_WHAT YOU WILL DO_: Rewrite the listing below with every occurrence of "marker" changed to "dot" and everything else left as it is. Omit the pictures from your version.
* BEGIN *
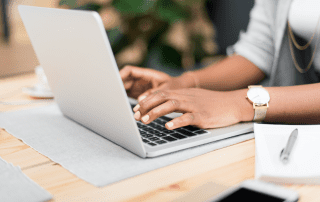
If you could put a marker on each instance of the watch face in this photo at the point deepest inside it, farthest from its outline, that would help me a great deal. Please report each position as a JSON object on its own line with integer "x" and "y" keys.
{"x": 258, "y": 95}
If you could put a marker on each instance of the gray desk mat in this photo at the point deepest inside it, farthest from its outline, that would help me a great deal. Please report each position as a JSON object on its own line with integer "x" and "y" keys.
{"x": 86, "y": 154}
{"x": 16, "y": 186}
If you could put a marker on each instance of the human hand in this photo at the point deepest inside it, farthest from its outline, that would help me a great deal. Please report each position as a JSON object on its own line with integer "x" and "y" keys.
{"x": 141, "y": 82}
{"x": 201, "y": 108}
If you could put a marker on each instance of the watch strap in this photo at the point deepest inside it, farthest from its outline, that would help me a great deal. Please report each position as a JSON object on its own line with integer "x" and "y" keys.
{"x": 260, "y": 113}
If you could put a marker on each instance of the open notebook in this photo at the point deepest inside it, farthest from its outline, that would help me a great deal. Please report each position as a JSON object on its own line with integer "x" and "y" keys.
{"x": 304, "y": 164}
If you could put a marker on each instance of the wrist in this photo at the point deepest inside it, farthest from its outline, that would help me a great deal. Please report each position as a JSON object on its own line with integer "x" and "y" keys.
{"x": 189, "y": 80}
{"x": 245, "y": 107}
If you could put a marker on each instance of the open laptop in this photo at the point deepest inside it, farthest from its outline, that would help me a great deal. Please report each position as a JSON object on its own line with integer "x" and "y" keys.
{"x": 74, "y": 51}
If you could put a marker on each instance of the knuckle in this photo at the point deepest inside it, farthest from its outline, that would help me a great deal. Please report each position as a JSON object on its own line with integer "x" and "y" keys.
{"x": 162, "y": 94}
{"x": 190, "y": 117}
{"x": 175, "y": 103}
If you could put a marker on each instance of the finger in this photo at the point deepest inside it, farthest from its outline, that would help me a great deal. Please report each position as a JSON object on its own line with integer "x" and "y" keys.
{"x": 127, "y": 84}
{"x": 184, "y": 120}
{"x": 164, "y": 109}
{"x": 145, "y": 94}
{"x": 151, "y": 91}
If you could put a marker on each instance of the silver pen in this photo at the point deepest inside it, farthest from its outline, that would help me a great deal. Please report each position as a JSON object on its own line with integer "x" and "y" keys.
{"x": 285, "y": 153}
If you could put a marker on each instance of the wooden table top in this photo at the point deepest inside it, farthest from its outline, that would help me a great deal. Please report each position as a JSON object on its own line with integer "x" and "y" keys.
{"x": 228, "y": 166}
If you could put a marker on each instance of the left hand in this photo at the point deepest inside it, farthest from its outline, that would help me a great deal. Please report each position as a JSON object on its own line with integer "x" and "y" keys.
{"x": 201, "y": 108}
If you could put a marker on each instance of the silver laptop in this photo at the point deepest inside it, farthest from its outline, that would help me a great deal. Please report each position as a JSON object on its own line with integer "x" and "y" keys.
{"x": 74, "y": 51}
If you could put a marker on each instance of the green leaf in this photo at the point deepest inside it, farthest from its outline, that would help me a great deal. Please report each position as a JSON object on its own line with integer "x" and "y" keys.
{"x": 133, "y": 6}
{"x": 70, "y": 3}
{"x": 169, "y": 10}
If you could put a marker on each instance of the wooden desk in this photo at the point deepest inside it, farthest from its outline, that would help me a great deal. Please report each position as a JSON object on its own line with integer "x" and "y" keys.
{"x": 228, "y": 166}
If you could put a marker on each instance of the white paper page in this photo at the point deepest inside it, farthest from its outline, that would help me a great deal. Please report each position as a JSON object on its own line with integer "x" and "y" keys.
{"x": 304, "y": 159}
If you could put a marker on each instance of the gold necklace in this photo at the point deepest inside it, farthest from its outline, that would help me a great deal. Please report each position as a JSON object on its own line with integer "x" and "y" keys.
{"x": 293, "y": 40}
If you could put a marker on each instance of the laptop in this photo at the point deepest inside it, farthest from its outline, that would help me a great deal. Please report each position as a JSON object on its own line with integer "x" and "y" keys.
{"x": 75, "y": 53}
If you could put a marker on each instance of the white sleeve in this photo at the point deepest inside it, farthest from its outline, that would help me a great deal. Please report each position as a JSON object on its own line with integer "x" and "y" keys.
{"x": 256, "y": 44}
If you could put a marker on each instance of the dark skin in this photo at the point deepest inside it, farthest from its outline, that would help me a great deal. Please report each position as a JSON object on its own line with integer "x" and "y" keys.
{"x": 221, "y": 100}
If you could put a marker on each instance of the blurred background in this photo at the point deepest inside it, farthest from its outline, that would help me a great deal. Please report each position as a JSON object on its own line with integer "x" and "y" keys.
{"x": 172, "y": 36}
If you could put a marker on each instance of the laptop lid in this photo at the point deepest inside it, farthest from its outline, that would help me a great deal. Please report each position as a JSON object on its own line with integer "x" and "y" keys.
{"x": 74, "y": 51}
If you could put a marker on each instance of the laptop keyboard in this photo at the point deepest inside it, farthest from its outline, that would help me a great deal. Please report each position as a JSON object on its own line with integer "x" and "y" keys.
{"x": 155, "y": 133}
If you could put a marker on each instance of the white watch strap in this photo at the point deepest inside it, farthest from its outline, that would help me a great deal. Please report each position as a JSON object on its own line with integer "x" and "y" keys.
{"x": 260, "y": 113}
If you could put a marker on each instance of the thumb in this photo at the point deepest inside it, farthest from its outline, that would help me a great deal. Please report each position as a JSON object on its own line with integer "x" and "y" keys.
{"x": 150, "y": 91}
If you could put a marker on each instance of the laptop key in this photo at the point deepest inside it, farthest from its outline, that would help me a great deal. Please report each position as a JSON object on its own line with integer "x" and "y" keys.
{"x": 178, "y": 136}
{"x": 152, "y": 144}
{"x": 168, "y": 138}
{"x": 154, "y": 139}
{"x": 190, "y": 128}
{"x": 200, "y": 132}
{"x": 148, "y": 135}
{"x": 145, "y": 140}
{"x": 161, "y": 142}
{"x": 161, "y": 135}
{"x": 185, "y": 132}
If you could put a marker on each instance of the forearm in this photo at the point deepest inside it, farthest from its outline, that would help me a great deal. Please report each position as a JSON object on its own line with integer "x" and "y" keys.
{"x": 290, "y": 105}
{"x": 232, "y": 73}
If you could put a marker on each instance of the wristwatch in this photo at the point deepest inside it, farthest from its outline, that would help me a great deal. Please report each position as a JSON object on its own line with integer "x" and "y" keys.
{"x": 259, "y": 97}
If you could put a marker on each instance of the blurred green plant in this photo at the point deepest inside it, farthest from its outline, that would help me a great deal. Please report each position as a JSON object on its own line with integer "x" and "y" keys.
{"x": 149, "y": 21}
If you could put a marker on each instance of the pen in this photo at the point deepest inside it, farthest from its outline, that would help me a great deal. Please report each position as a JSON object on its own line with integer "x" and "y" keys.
{"x": 285, "y": 153}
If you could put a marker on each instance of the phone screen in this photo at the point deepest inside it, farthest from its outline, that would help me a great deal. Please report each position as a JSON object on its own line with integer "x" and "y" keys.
{"x": 243, "y": 194}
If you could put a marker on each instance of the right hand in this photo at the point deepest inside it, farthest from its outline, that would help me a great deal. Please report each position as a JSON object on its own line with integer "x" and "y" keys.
{"x": 140, "y": 82}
* END *
_EXERCISE SOLUTION_:
If you could put a dot on each instance of the watch face in this photo at the point deepest inside it, farthest from its outline, that would help me a great deal. Please report each position as a JSON object on its own line with integer "x" and "y" keys.
{"x": 258, "y": 95}
If you could put a dot on each instance of the gray desk mat in this photo at the point deepest inside it, farthest from its outline, that would help me a great deal. Please report each position as a JSON object on its own line with integer "x" and "y" keys.
{"x": 86, "y": 154}
{"x": 16, "y": 186}
If you could put a dot on each instance of the human hand in this photo at the point deepest inside it, farthest from its outline, that would help me a great deal. Please report each position as a JSON object on its own line with integer "x" and "y" keys.
{"x": 141, "y": 82}
{"x": 201, "y": 108}
If you could put a dot on each instance of the watch strap in this photo at the point deepest inside it, farthest from its outline, that would help me a great deal. Please report each position as a JSON object on its own line with integer "x" and "y" keys.
{"x": 260, "y": 113}
If you could put a dot on each instance of the open notebook in this photo at the point deepest inside it, farthest from its outline, that would help me a great deal. Please report each position as a JSON object on its own line with integer "x" and "y" keys.
{"x": 304, "y": 164}
If you could put a dot on each instance of the wrist in this photo at the point deepest inside it, farthest from its outline, that would help me a great deal. Please report each position as a JSON object on its own line with integer "x" and "y" keys.
{"x": 189, "y": 80}
{"x": 245, "y": 107}
If you could put a dot on each instance of the open laptop in this photo at the point deepest inside it, farthest from its outline, that would help me a great deal. Please report each position as a JSON object on its own line with integer "x" and "y" keys.
{"x": 74, "y": 51}
If you could put a dot on each instance of the knuckle in this photo at the point deepest inside it, farthest from its outline, that would help me a great deal. Please report each position as a JSON object on its own line with integer "x" and "y" keys.
{"x": 162, "y": 94}
{"x": 190, "y": 117}
{"x": 175, "y": 103}
If you could put a dot on each instance of the finger in this photo at the point deepest inside it, farthest from its outline, that would help me a great deal. Please report each position as a JSON object on its own line with integer "x" and "y" keys.
{"x": 127, "y": 84}
{"x": 184, "y": 120}
{"x": 164, "y": 109}
{"x": 145, "y": 94}
{"x": 151, "y": 91}
If you could put a dot on each instance of the silver pen in this photo at the point deepest inside it, farthest from its outline, that would help me a great deal. Please report each position as a JSON object on its own line with integer "x" and "y" keys.
{"x": 285, "y": 153}
If you could put a dot on each instance of the wooden table top in this photo at the point deepest inside it, farthest from its outline, that would help me a great deal. Please report each position as a JSON object on its own line with integer "x" and "y" keys.
{"x": 228, "y": 166}
If you could put a dot on each instance of the left hand in this photo at the point deepest inside it, farthest from its outline, that would help me a great deal. Please report each position as a JSON object on its own line with integer "x" and "y" keys.
{"x": 201, "y": 108}
If you could put a dot on each instance of the silver laptop in this photo at the point deepest inside it, farthest from its outline, that would help me a great deal. Please report each position as a JSON object on its own line with integer "x" and "y" keys.
{"x": 74, "y": 51}
If you could put a dot on each instance of the green leaf in this photo at the point deepest inside it, farthest from its outline, that would help me a great deal. Please report each position as a JSON object on its own line with integer "x" and "y" keys.
{"x": 133, "y": 6}
{"x": 70, "y": 3}
{"x": 169, "y": 10}
If you could put a dot on each instance of the wooden desk in this photo at the point deepest inside it, farthest from its outline, that would help me a great deal. Please report each position as a JSON object on its own line with integer "x" and "y" keys.
{"x": 228, "y": 166}
If you could put a dot on each instance of the white paper page in this photo at the point deepest inside it, farthest from its outline, that would help me a great deal. Please report each position as a JSON object on its own line with integer "x" and "y" keys.
{"x": 304, "y": 159}
If you could put a dot on each instance of the gold necklace in this photo at the point deepest inside it, farthest from its outline, that would help me a great deal. Please report each position as a JSON object on its own line with integer "x" and "y" keys.
{"x": 293, "y": 40}
If you could put a dot on each instance of the laptop in this photo at the point deepest inside it, farthest from its outline, that would help me a great deal. Please report each position as a JSON object on its own line with integer "x" and "y" keys.
{"x": 75, "y": 53}
If you could put a dot on each instance of the white sleeve in this photo at the point deepest inside it, farthest from its outline, that would help me a great deal. Please report each position as a JSON object on its own line with integer "x" and "y" keys.
{"x": 256, "y": 44}
If you could put a dot on each instance of the dark skin in this photo at the point deepest inside it, farthest from its outline, that would help me a great deal. Please report each position as a JSON object on its own line with integer "x" and "y" keys.
{"x": 221, "y": 100}
If you could put a dot on each instance of the blurred background in this photo at the point deepest inside it, farthest from its outline, that would help me a great deal. Please report each position as a JSON object on its own line with integer "x" and "y" keys.
{"x": 172, "y": 36}
If you could put a dot on each instance of the laptop lid in this photo at the point deepest inside it, farthest from its outline, that would help me a great deal. Please report each position as a JSON object on its own line with integer "x" and "y" keys.
{"x": 74, "y": 51}
If you could put a dot on each instance of the laptop keyboard in this photo at the point deepest inside it, farthest from its outline, that would help me a great deal. Please report each position as a JSON object on its own line with integer "x" and "y" keys.
{"x": 155, "y": 133}
If you could put a dot on each instance of the white watch strap in this photo at the point deepest inside it, farthest from its outline, that would help me a great deal. Please report each position as a JSON object on its own line with integer "x" and "y" keys.
{"x": 260, "y": 113}
If you could put a dot on each instance of the thumb in this photo at the point deepest inside it, farthest from its outline, that would help me a great deal. Please report each position as a JSON object on its own line with integer "x" and "y" keys.
{"x": 150, "y": 91}
If you could put a dot on each instance of the laptop key in this photo at the point deepest inside it, farthest from its outline, that would help me a great deal. Please report each position as a JSON object on its own line with integer "x" and "y" keys.
{"x": 178, "y": 136}
{"x": 152, "y": 144}
{"x": 168, "y": 138}
{"x": 154, "y": 139}
{"x": 190, "y": 128}
{"x": 200, "y": 132}
{"x": 148, "y": 135}
{"x": 145, "y": 140}
{"x": 161, "y": 142}
{"x": 161, "y": 135}
{"x": 185, "y": 132}
If you could put a dot on each instance of the forearm in this photo at the point deepest inside it, farthest from its outline, that would help me a great deal. Please report each position as a JSON object on its own line with integer "x" and "y" keys.
{"x": 290, "y": 105}
{"x": 232, "y": 73}
If you could put a dot on each instance of the wristwatch in this photo at the point deepest inside it, farthest from its outline, that would help me a great deal. Please report each position as a JSON object on its own line with integer "x" and "y" keys.
{"x": 259, "y": 97}
If you could put a dot on each instance of the blurred green plant in this photo at the point deepest inside it, farthest from its outline, that would help me a great deal. Please report each position as a JSON object on its own line with integer "x" and "y" keys.
{"x": 149, "y": 21}
If you could put a dot on each instance of the pen in this photo at the point deepest inside it, farthest from its outline, that would help me a great deal. Please report each position as a JSON object on its own line with integer "x" and "y" keys.
{"x": 285, "y": 153}
If you could put a dot on each instance of the phone screen in this photo at the point deepest inside it, farthest from its outline, that would help me a great deal. Please report each position as a JSON object on its own line with integer "x" and "y" keys.
{"x": 243, "y": 194}
If you could put a dot on each instance of the right hand in this photo at the point deepest inside it, farthest from its outline, that would help me a great deal. Please report each position as a JSON object on its own line with integer "x" and "y" keys.
{"x": 140, "y": 82}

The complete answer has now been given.